▶ GIVEN TEXT
The GLAAD Media Award for Outstanding Film – Limited Theatrical Release is an annual award that honors films that received a limited release for excellence in the depiction of LGBT (lesbian, gay, bisexual, and transgender) characters and themes. It is one of several categories of the annual GLAAD Media Awards, which are presented by GLAAD—an American non-governmental media monitoring organization—at ceremonies held primarily in New York City and Los Angeles between March and May.

The award was first given as Outstanding Independent Film at the 7th GLAAD Media Awards in 1996 to The Incredibly True Adventure of Two Girls in Love, where a clear distinction was made between films that received a limited release versus a wide release. It would be retitled to Outstanding Film – Limited Release during the following year. Previously, The Wedding Banquet was given a Vito Russo Film Award at the 5th GLAAD Media Awards in 1994, in a separate category from Outstanding Studio Film. GLAAD considers both The Wedding Banquet and The Incredibly True Adventure of Two Girls in Love as part of this category category. Due to the impact of the COVID-19 pandemic on cinema, during the ceremonies in 2021 and 2022, the category also included films supposed to receive a theatrical release, but ended up airing on television or streaming services instead. Starting with the 2023 ceremony, due to the reorganization of the categories, this award now excludes streaming films and was retitled to its current name.

▶ WORK TASK 1
Answer these questions using the text about the GLAAD film award:
(a) In which two cities are the ceremonies held primarily?
(b) Under what title was the award first given, and to which film?
(c) Starting with which ceremony does the award exclude streaming films?
▶ WORK TASK 2
Write the next part of the text about the GLAAD film award, starting after its final sentence.

▶ RECORD SET

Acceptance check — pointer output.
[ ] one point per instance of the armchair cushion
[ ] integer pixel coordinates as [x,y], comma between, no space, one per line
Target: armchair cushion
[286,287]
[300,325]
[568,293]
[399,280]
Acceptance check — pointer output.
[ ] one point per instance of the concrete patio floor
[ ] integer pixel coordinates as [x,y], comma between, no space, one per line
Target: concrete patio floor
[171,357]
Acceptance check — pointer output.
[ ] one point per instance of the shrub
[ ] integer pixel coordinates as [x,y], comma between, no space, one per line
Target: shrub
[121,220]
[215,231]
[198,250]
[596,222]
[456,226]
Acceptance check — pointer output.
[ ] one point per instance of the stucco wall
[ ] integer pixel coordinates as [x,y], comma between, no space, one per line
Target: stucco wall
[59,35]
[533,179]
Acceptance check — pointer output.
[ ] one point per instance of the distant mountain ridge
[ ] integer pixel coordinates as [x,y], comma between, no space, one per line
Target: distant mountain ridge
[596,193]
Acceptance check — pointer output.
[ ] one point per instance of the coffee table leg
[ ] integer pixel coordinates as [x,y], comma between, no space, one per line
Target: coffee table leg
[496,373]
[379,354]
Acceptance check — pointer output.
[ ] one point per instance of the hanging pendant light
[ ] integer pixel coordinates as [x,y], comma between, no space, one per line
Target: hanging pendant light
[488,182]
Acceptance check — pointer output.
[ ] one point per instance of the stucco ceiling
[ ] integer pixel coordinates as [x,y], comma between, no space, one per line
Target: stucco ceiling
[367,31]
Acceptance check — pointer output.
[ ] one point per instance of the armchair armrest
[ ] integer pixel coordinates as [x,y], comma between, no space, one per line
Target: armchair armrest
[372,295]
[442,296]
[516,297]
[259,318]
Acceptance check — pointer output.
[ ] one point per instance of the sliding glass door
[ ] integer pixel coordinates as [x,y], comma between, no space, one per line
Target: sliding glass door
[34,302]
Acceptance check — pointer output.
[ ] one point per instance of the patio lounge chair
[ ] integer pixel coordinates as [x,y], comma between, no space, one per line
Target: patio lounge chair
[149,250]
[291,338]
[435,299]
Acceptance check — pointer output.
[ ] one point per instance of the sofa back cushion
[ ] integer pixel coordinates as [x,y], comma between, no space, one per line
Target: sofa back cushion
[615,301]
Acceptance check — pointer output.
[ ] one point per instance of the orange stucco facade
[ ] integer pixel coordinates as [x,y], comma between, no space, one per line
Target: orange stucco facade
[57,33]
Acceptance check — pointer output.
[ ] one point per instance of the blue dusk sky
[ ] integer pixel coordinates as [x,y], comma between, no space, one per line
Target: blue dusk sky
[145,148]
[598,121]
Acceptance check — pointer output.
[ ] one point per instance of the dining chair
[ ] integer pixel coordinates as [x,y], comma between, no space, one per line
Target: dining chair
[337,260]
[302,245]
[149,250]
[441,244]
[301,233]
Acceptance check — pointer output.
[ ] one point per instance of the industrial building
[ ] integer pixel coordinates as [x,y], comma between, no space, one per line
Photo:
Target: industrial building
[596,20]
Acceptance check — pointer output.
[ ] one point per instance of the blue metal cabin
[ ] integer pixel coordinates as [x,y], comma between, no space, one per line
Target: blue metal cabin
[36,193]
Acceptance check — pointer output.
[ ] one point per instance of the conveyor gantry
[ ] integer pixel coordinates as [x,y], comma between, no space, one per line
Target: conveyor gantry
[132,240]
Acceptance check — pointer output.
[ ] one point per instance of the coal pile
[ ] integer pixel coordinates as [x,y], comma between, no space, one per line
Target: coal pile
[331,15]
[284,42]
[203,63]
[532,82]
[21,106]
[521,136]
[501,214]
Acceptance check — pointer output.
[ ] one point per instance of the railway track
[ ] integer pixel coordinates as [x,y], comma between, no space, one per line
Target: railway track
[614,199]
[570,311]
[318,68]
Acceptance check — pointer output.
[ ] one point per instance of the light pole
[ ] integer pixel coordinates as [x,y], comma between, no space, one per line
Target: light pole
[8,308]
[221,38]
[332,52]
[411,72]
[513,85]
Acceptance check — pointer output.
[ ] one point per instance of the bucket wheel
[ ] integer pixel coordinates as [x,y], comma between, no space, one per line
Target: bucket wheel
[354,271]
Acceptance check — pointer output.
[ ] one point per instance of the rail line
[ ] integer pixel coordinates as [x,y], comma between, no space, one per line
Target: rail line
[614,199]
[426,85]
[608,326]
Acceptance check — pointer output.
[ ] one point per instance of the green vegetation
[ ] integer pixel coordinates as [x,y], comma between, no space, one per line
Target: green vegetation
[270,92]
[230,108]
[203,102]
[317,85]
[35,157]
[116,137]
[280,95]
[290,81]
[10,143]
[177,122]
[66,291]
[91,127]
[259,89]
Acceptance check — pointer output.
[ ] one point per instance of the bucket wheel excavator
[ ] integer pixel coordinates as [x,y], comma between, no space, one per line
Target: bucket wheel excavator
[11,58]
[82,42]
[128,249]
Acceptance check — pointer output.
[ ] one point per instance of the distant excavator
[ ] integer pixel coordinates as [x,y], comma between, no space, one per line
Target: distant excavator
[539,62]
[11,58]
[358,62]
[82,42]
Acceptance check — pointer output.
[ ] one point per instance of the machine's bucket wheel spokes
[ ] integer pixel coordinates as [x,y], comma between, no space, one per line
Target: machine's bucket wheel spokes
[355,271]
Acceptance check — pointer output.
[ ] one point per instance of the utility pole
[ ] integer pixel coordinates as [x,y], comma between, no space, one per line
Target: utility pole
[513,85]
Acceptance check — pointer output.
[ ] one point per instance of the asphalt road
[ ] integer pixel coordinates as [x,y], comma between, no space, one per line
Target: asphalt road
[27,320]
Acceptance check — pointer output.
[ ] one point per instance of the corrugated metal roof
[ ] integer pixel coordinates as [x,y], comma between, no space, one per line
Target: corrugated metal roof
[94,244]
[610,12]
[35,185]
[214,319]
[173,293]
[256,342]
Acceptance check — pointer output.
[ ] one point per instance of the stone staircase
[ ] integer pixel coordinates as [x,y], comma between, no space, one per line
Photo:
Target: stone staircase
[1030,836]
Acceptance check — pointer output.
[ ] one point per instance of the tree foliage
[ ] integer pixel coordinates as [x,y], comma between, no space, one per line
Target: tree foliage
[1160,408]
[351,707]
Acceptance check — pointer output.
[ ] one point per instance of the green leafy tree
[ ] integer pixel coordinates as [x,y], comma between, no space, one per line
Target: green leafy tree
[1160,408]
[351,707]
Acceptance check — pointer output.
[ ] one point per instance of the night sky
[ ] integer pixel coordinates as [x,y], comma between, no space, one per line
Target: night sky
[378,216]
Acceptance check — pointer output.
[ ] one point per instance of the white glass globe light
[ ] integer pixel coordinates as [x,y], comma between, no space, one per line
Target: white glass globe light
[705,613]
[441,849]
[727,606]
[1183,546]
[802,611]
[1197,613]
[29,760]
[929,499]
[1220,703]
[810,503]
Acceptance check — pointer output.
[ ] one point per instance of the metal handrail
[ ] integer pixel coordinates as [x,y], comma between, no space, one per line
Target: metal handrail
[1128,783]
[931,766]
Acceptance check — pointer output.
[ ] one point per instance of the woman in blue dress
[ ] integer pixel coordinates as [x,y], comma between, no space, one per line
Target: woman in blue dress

▶ TASK ANSWER 1
(a) New York City and Los Angeles.
(b) Outstanding Independent Film, given to The Incredibly True Adventure of Two Girls in Love.
(c) The 2023 ceremony.

▶ TASK ANSWER 2
For a film to be eligible, it must be released by a recognized film distribution company and play for paid admission in Los Angeles for seven consecutive days. Limited release is defined by a combination of criteria such as the numbers of screens, budget, and visibility. The award is given to the film and may be accepted by any of the producers, directors, writers, or actors. Limited-release films selected by GLAAD are evaluated based on four criteria: "Fair, Accurate, and Inclusive Representations" of the LGBT community, "Boldness and Originality" of the project, significant "Impact" on mainstream culture, and "Overall Quality" of the project.

GLAAD monitors mainstream media to identify which films will be nominated, while also issuing a call for entries that encourages media outlets to submit films for consideration. By contrast, in order for films created by and for LGBT audiences to be considered for nomination, they must be submitted after the call for entries. Winners are determined by a plurality vote by GLAAD staff and its board, Shareholders Circle members, volunteers and affiliated individuals. , the award has been given to 29 films. At the 33rd GLAAD Media Awards in 2022, the award was given to Parallel Mothers, distributed by Sony Pictures Classics.

Winners and nominees
Initially, GLAAD only revealed the winners at press releases, with the awards being given during the ceremonies. Starting with the 8th GLAAD Media Awards in 1997, the nominees in all categories were made public, with the winners being revealed during the ceremonies.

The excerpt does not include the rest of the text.